-- PROBLEMS AND TASKS --
A – In the commentary on Warren and the CFPB, restate word for word everything from "I am not certain" down to "federal government operates.".
B – Answer these questions from the commentary on Warren and the CFPB:
(i) In which newspaper did Warren's opinion column appear?
(ii) According to the quoted column, whom could the agency have involved early on?
(iii) What month and year are given for the disastrous events?
C – Extend the commentary on Warren and the CFPB, picking up after its final sentence.

[start PASSAGE GIVEN]

Warren, who is setting up the new Consumer Financial Protection Bureau (CFPB) without actually being formally appointed to run it, dropped a whopper of a tall tale at the end of December in an opinion column that appeared in the Miami Herald. In her editorial, Warren stated that the depth and scope of the financial crisis would have been averted if the CFPB had been operational before the housing bubble began to swell.

‘Had it existed, the new consumer agency could have stopped these problems before they multiplied,’ Warren wrote. ‘Many of the failures already admitted were not sophisticated scams that had been carefully concealed. By enforcing existing laws and involving state authorities early on, the agency could have made sure that the law was respected.’

I am not certain how to react to such a statement, except to inquire about Warren's temperature and blood pressure. Not only is Warren completely rewriting recent history, but she is also displaying a wild ignorance at how the federal government operates.

For starters, the writing was on the proverbial wall long before the disastrous events of September 2008 – and there were plenty of regulators, law enforcement officers, elected officials, trade groups and media professionals around to stop it. Of course, that didn't happen.

[end PASSAGE GIVEN]
[start SUPPLIED RECORDS]

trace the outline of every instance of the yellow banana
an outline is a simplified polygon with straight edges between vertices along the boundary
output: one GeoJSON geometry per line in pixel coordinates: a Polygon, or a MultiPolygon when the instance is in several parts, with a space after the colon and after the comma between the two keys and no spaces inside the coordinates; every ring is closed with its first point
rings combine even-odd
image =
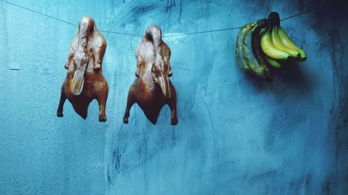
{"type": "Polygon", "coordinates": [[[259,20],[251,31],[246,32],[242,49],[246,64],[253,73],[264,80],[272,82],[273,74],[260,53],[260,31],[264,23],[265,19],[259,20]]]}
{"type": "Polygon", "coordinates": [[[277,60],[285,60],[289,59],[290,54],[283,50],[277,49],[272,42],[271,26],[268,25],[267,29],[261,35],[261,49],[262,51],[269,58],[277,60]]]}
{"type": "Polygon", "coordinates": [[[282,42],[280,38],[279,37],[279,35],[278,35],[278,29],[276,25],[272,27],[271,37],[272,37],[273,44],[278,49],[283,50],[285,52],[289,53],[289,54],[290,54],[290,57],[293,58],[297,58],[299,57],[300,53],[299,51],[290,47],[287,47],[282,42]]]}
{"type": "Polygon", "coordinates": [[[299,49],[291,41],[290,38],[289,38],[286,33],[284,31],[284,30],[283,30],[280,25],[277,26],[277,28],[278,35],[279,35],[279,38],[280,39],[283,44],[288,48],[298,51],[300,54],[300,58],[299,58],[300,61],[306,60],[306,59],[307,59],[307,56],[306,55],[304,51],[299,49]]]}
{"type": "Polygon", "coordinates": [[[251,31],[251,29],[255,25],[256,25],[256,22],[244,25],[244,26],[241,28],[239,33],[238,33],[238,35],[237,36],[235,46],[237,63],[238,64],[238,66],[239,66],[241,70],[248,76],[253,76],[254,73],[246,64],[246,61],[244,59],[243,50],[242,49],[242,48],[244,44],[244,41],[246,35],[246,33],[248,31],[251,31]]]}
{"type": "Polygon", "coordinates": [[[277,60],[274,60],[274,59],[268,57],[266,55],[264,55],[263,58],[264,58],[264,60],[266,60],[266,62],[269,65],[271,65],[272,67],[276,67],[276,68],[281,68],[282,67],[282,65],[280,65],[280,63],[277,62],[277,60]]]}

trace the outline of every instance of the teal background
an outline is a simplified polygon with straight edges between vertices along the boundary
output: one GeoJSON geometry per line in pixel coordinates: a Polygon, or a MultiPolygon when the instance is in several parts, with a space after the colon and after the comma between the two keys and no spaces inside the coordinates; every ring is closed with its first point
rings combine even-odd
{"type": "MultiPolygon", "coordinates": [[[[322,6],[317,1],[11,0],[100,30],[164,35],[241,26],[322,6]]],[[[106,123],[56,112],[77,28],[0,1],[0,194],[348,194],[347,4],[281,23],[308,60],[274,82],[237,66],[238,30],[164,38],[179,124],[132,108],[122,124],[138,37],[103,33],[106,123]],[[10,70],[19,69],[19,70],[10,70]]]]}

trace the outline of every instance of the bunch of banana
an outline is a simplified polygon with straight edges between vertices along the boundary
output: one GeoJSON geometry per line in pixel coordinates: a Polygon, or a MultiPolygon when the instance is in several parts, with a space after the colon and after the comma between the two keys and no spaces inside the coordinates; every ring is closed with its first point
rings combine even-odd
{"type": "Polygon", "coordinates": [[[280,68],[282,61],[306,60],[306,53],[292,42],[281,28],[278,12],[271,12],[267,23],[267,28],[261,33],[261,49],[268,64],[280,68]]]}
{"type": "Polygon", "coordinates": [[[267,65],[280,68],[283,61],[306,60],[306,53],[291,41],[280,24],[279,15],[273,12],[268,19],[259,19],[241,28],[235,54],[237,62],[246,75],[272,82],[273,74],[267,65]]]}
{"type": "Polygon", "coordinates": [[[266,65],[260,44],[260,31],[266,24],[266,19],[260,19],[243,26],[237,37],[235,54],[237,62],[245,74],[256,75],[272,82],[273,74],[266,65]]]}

[end SUPPLIED RECORDS]
[start SUPPLIED RECORDS]

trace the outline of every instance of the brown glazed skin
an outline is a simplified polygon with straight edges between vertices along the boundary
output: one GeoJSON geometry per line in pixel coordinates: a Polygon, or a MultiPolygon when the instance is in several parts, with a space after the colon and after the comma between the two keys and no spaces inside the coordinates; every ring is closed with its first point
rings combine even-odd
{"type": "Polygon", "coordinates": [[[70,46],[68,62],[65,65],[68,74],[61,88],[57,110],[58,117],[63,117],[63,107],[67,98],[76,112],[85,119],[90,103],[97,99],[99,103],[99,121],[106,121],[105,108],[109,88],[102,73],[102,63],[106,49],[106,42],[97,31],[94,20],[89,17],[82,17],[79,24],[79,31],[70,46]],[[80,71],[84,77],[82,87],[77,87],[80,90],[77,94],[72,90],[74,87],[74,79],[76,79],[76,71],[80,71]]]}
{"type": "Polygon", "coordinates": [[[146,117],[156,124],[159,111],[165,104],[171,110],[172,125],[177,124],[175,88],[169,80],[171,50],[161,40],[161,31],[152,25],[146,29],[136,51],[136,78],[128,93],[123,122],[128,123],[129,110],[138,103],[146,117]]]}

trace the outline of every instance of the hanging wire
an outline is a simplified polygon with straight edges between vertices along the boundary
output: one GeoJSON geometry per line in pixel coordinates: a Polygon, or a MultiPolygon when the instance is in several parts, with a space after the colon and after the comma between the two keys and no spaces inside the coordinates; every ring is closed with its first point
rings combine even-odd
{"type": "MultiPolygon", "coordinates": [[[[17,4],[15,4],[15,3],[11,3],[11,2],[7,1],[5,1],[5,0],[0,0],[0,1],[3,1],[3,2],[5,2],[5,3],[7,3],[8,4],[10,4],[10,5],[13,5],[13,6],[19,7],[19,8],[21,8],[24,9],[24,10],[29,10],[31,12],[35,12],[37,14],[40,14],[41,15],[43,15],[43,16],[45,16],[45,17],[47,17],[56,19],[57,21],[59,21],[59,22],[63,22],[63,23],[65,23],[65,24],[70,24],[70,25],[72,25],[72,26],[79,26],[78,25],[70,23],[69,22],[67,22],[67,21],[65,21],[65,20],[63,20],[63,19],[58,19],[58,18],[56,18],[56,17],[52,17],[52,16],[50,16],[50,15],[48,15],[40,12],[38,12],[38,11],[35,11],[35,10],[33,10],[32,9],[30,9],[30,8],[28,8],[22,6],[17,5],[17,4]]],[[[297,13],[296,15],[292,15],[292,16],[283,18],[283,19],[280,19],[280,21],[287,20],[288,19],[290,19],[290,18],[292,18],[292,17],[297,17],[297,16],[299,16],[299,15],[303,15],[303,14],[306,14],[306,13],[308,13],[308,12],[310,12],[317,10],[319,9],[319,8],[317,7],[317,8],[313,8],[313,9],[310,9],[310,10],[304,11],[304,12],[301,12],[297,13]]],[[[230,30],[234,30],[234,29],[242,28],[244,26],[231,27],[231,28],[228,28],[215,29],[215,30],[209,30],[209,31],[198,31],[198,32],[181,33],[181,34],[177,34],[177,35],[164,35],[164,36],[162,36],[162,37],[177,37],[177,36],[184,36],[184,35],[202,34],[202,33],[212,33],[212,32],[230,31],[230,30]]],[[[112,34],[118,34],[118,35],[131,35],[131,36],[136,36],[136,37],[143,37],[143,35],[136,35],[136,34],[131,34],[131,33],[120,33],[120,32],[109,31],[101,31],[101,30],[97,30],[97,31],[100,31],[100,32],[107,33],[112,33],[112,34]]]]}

[end SUPPLIED RECORDS]

-- RESULTS FOR THE EXERCISE --
A –
I am not certain how to react to such a statement, except to inquire about Warren's temperature and blood pressure. Not only is Warren completely rewriting recent history, but she is also displaying a wild ignorance at how the federal government operates.

B –
(i) The Miami Herald
(ii) State authorities
(iii) September 2008

C –
In case you don't recall, let's do the time warp again: In April 2007, Secondary Marketing Executive was reporting warnings from the Center for Responsible Housing that 2.2 million American households were likely to go into foreclosure. In the May 2007 edition of the magazine, we wrote about a $1 billion undertaking by Bank of America, Citigroup and the Neighborhood Assistance Corporation of America to help refinance the mortgages of homeowners who faced losing their property.

The powers in charge at the time were more than aware of what was happening, but they pretended that nothing was wrong. In the May 2007 issue of Secondary Marketing Executive, we ran a quote by Robert Steel, undersecretary for domestic finance at the Department of the Treasury, who offered a quote that ranks as the ultimate anodyne optimism: ‘It seems to us that the situation is a manageable one.’

So how would the CFPB have stopped the crisis? Certainly not by involving the Federal Reserve – back in spring 2007, Fed Chairman Ben Bernanke refused to acknowledge there was a serious problem brewing. In fact, his eyes never opened to the catastrophe until it was too late.

And Warren's notion of stopping the madness would certainly not have been achieved by bringing in the federal law enforcement agencies – the investigation of mortgage-related fraud was traditionally a low priority for the under-financed and over-worked crime fighters at the Department of Justice. Even today, there are still not enough federal agents on the job.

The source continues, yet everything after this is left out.